“Kupikir kita buta, buta tapi melihat. Orang buta yang bisa melihat, tapi tidak melihat.” Itu sepenggal percakapan dalam dialog terakhir dalam buku ini.Buku berjudul Blindness yang meraih penghargaan Nobel kesusastraan 1998 ini menghantam hati, memaksa kita berpikir apakah kita juga ternyata buta. Jose Saramago mempublikasikannya pertama kali pada 1995. Namun hingga kini relevansi dengan realitas kehidupan manusia sekarang masih pas. Realitas bahwa manusia yang tidak menghargai humanisme atau nilai-nilai kemanusiaan. Ini yang dikecam oleh Saramago, disampaikan melalui novel ini.
Di satu perempatan lalu lintas sebuah mobil tak bergerak saat lampu lalu lintas berubah menjadi hijau. Si pengemudi, berusia 38 tahun, mendadak buta. “Rasanya seperti terjebak dalam kabut atau jatuh ke lautan susu,” ungkapnya. Tak ada tanda-tanda ia akan buta sama sekali dan tak pernah ia punya riwayat penyakit mata. Seorang lelaki membantu ia kembali ke rumah.
Di rumah si pengemudi memutuskan untuk tidur sejenak dengan harapannya penglihatannya kembali normal ketika ia terbangun. Kepulangan istrinya kemudian yang membangunkannya, tapi matanya tetap buta. Hampir frustrasi si pengemudi pasrah, “Jika aku harus terus seperti ini, lebih baik aku mati.”
^^^^
Soal Tertulis 1: Ulangi kata demi kata semua teks dalam ulasan novel Blindness, dari "Di satu perempatan" terus sampai "kembali ke rumah.".
Soal Tertulis 2: Menurut ulasan novel Blindness, pada tahun berapa Jose Saramago pertama kali mempublikasikan novel tersebut?
Gunakan hanya ulasan novel Blindness di atas sebagai acuan.
^^^^
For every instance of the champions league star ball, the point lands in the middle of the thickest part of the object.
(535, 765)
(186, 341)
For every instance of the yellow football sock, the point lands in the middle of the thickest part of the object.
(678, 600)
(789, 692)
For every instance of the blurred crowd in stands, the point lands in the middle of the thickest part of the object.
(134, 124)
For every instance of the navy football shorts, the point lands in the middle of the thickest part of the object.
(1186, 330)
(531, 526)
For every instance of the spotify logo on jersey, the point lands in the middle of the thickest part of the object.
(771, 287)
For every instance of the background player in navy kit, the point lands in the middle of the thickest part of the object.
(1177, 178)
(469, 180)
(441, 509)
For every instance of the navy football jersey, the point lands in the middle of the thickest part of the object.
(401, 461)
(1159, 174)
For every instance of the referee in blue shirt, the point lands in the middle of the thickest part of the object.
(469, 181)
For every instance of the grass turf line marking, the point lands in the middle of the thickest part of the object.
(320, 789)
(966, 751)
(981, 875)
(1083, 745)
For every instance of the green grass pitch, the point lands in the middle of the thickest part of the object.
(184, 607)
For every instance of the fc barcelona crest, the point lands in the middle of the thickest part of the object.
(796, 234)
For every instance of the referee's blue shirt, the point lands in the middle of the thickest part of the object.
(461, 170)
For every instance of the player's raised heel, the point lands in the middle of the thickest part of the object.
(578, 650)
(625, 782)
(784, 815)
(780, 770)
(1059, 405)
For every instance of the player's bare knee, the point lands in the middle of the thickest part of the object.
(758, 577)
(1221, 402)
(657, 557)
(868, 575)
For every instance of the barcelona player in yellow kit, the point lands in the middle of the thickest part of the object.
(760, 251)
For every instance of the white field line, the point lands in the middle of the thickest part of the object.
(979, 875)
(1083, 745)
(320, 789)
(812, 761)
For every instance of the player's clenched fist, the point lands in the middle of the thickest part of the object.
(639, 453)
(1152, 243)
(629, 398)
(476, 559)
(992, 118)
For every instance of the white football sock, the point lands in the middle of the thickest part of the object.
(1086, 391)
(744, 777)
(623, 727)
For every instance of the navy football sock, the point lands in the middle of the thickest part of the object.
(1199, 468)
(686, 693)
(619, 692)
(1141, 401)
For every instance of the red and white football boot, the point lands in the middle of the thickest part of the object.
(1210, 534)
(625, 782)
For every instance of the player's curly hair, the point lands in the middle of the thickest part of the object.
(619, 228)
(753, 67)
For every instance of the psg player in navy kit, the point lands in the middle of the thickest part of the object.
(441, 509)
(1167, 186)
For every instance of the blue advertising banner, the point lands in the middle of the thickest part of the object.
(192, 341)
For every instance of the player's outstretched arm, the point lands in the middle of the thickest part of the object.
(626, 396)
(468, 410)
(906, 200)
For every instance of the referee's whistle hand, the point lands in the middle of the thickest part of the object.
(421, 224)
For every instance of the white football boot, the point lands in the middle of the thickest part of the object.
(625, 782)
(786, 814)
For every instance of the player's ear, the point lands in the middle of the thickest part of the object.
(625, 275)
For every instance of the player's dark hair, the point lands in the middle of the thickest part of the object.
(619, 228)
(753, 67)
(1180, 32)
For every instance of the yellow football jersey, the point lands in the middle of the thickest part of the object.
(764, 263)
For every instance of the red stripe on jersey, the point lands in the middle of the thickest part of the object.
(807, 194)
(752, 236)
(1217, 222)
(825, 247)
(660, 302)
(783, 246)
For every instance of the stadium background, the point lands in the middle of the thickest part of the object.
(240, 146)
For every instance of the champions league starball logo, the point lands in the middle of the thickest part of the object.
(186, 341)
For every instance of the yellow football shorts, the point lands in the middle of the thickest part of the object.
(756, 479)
^^^^
Jawaban Tugas 1:
Di satu perempatan lalu lintas sebuah mobil tak bergerak saat lampu lalu lintas berubah menjadi hijau. Si pengemudi, berusia 38 tahun, mendadak buta. “Rasanya seperti terjebak dalam kabut atau jatuh ke lautan susu,” ungkapnya. Tak ada tanda-tanda ia akan buta sama sekali dan tak pernah ia punya riwayat penyakit mata. Seorang lelaki membantu ia kembali ke rumah.

Jawaban Tugas 2: Jose Saramago pertama kali mempublikasikannya pada tahun 1995.